▸ EXTRAIT:
##########
Le Vrai Ben – L’avortement retardé d’un « Suicide Commercial »

2009 – Planète Terre. Un événement majeur et dramatique s’est produit en plein coeur du rap français : la sortie de « Suicide Commercial » a provoqué un véritable raz-de-marée lyrical engloutissant la majorité des clichés dans lesquels l’humain était jusqu’alors habitué. Ce séisme porte un nom et un prénom : Le Vrai Ben.


« Moi ? Je fais du rap. Tu connais ? Tu verras, c’est mieux que le rap français. »


levraibenDerrière ce sang blanc à capuche, semblant curieusement nous défier avec son petit coton-tige ridicule (en comparaison aux gros bling bling proposés par les gangster du « rap game ») se cache dix années de bons et loyaux services envers le rap français durant lesquelles il aura passé la plupart de son temps à accumuler et recoller les morceaux avec le groupe PUZZLE. Après quelques dérapages commerciaux et des ventes pas franchement à la hauteur de ses attentes, le Vrai Ben surgit de nulle part du blizzard, sortant son épingle du « je » avec un album de 17 titres, uniquement disponibles en format numérique. Et oui, quitte à faire un suicide commercial, autant y aller franco ! Accompagné par DJ Logilo (Premier DJ des Sages Poètes de la Rue), le hip-hop est à l’honneur en invoquant la célèbre formule « Gogo gadget aux scratchs », scratchs parcourant tous les titres de l’album. Une prise de risque suicidaire pour tenter de ranimer en vain ce bon vieux rap français.
##########
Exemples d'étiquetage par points
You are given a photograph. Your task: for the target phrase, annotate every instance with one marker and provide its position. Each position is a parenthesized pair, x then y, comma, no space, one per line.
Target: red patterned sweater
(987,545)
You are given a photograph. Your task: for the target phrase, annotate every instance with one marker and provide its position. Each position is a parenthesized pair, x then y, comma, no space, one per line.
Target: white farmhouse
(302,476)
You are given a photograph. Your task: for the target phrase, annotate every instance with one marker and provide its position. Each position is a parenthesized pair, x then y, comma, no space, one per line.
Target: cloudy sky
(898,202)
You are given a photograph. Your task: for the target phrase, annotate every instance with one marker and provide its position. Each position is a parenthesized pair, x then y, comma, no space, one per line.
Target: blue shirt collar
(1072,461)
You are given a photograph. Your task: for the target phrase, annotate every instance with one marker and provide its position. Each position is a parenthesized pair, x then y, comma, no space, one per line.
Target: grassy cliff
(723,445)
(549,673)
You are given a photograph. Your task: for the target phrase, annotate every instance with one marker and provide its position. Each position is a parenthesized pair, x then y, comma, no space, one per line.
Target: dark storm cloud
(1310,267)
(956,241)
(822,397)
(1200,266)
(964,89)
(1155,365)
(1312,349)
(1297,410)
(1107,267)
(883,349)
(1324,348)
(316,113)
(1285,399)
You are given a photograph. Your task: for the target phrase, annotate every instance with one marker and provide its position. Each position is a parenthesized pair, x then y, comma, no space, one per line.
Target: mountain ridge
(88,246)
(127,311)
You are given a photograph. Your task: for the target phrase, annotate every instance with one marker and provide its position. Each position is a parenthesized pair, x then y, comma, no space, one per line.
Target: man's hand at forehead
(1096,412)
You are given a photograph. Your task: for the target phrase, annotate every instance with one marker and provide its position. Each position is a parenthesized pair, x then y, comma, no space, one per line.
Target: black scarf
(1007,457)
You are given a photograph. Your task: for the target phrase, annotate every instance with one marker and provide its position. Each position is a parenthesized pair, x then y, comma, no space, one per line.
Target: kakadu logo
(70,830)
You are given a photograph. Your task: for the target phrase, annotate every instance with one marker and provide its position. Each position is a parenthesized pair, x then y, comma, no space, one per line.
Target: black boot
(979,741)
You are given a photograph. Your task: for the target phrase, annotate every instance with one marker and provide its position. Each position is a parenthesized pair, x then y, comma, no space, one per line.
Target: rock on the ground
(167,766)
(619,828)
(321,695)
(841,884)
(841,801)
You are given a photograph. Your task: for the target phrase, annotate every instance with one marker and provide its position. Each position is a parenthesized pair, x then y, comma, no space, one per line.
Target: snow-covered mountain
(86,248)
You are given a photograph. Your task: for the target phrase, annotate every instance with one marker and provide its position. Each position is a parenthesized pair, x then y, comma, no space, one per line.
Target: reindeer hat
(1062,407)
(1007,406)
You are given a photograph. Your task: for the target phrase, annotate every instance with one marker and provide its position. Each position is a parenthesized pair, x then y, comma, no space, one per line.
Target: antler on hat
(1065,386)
##########
▸ TÂCHES:
**a)** Relevez tous les noms d'artistes, de groupes et de DJ cités dans l'extrait.
**b)** D'après l'extrait, les affirmations suivantes sont-elles exactes ? (i) L'album compte 17 titres. (ii) L'album est vendu en CD. (iii) Le Vrai Ben a passé dix ans dans le rap français. Répondez par oui ou non, en citant les mots de l'extrait qui tranchent.

▸ SOLUTIONS PAR TÂCHE:
**a)**
- Le Vrai Ben
- PUZZLE
- DJ Logilo
- Sages Poètes de la Rue

**b)**
(i) Oui : « un album de 17 titres ».
(ii) Non : « uniquement disponibles en format numérique ».
(iii) Oui : « dix années de bons et loyaux services envers le rap français ».